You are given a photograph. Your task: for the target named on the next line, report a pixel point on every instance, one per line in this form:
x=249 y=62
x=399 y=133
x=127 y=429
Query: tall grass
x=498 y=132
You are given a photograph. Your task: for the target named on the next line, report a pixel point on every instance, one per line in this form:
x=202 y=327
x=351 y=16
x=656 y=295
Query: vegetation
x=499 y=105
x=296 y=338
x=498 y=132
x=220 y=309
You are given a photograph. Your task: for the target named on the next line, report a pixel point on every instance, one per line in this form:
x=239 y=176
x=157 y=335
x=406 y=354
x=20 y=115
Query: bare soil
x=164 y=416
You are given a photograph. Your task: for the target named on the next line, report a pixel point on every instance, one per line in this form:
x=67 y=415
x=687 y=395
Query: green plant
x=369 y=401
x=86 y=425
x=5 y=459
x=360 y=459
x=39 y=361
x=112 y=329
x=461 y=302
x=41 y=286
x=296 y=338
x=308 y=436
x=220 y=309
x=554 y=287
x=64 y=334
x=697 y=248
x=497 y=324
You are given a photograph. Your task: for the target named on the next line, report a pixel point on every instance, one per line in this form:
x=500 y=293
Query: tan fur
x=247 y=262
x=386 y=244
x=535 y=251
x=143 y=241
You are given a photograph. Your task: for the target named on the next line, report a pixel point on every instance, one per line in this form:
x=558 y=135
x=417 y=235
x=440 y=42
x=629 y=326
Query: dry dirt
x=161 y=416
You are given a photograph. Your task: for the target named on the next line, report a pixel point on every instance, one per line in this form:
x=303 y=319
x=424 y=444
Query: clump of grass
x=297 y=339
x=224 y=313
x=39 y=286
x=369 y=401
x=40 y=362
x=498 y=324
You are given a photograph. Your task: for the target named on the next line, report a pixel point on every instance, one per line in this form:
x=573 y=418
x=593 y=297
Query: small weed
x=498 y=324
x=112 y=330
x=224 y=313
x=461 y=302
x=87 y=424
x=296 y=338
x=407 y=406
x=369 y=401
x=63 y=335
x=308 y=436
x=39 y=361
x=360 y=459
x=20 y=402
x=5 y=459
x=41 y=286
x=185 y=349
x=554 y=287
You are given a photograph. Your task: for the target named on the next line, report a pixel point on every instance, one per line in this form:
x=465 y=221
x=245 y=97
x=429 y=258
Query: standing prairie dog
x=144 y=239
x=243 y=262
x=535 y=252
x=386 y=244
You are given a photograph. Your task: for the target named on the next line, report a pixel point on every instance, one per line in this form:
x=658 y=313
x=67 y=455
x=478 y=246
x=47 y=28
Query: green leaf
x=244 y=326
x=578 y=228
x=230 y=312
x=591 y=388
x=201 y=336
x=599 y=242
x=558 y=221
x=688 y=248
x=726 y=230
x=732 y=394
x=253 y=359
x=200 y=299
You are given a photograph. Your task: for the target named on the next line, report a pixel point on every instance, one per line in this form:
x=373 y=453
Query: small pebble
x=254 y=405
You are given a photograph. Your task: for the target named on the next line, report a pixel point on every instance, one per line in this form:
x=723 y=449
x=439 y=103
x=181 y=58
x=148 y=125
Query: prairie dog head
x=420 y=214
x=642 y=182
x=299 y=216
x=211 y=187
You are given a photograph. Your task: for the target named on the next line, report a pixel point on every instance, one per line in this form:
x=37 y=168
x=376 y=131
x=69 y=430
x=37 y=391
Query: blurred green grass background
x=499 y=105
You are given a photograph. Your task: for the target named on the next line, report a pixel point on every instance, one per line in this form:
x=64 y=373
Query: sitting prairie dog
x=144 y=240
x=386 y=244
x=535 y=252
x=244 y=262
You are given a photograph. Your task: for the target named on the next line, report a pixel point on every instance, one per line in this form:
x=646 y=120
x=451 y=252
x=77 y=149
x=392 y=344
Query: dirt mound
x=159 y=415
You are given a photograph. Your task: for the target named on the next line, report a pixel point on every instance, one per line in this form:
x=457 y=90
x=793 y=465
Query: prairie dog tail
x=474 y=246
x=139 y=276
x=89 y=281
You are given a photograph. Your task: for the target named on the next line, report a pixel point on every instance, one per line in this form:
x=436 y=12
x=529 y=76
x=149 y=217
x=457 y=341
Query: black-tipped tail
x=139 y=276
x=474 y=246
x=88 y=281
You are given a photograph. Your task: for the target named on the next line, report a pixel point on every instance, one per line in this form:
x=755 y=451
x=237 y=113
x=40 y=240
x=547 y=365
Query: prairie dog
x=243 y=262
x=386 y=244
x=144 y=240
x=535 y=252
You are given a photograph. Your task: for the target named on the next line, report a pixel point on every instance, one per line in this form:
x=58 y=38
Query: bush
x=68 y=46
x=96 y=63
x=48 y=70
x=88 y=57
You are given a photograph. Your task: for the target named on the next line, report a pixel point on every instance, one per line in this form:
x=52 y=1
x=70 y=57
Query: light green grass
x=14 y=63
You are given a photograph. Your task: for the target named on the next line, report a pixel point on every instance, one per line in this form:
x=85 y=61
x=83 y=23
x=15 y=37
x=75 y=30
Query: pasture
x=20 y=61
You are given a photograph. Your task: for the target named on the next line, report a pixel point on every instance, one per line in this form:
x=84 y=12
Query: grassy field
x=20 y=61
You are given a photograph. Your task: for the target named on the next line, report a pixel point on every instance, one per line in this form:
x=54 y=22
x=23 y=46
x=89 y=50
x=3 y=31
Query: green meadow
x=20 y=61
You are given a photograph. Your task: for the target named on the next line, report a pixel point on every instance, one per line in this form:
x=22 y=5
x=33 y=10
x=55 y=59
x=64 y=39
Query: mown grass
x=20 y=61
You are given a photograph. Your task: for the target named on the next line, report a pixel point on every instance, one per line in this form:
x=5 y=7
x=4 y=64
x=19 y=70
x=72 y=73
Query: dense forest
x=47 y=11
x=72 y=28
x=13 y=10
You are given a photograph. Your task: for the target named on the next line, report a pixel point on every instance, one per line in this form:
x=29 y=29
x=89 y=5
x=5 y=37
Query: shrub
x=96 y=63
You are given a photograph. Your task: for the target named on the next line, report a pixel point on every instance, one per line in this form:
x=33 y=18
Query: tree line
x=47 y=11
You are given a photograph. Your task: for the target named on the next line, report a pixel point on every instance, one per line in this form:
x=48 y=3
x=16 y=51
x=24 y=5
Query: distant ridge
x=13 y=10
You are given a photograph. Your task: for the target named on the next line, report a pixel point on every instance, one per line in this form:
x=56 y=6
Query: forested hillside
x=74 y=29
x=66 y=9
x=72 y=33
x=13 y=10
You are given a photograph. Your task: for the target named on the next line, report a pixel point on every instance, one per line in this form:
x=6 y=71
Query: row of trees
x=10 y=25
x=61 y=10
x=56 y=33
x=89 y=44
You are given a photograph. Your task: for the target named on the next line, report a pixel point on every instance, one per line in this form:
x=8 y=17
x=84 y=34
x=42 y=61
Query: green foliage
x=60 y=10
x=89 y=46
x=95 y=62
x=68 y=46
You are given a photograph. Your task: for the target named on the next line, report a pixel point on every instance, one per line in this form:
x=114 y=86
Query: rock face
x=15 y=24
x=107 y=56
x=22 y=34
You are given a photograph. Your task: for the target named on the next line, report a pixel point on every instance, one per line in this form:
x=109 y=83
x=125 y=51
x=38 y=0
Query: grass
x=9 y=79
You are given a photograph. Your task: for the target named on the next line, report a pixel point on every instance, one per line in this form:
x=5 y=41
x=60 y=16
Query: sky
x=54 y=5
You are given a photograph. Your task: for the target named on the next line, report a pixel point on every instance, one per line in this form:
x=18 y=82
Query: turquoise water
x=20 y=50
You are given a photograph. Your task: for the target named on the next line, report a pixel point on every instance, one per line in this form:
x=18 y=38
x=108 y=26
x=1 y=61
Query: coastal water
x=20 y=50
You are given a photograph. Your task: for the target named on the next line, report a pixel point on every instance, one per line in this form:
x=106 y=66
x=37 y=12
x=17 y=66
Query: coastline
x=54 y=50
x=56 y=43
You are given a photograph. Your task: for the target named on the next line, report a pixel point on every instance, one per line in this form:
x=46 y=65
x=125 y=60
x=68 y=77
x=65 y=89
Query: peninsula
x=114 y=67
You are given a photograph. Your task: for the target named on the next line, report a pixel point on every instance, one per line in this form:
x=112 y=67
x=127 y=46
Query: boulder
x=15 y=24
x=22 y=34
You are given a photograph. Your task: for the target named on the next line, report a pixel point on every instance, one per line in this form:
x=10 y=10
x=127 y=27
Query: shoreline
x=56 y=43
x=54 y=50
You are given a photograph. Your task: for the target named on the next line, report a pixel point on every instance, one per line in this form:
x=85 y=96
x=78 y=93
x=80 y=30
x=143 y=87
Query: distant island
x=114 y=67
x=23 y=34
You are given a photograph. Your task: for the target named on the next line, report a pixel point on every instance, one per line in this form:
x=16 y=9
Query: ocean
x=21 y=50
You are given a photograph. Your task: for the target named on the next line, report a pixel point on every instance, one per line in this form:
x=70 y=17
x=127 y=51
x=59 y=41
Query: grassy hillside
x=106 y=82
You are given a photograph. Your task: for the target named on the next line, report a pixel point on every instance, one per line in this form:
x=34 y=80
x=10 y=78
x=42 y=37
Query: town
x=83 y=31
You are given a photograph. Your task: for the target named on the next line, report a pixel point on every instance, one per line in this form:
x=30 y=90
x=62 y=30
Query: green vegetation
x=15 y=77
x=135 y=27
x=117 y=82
****
> [WORK TO BE COMPLETED] Report every line of the records that contains the string "hillside", copying each one in full. Case counts.

> [EXERCISE SOLUTION]
Query: forested hillside
Query: grassy hillside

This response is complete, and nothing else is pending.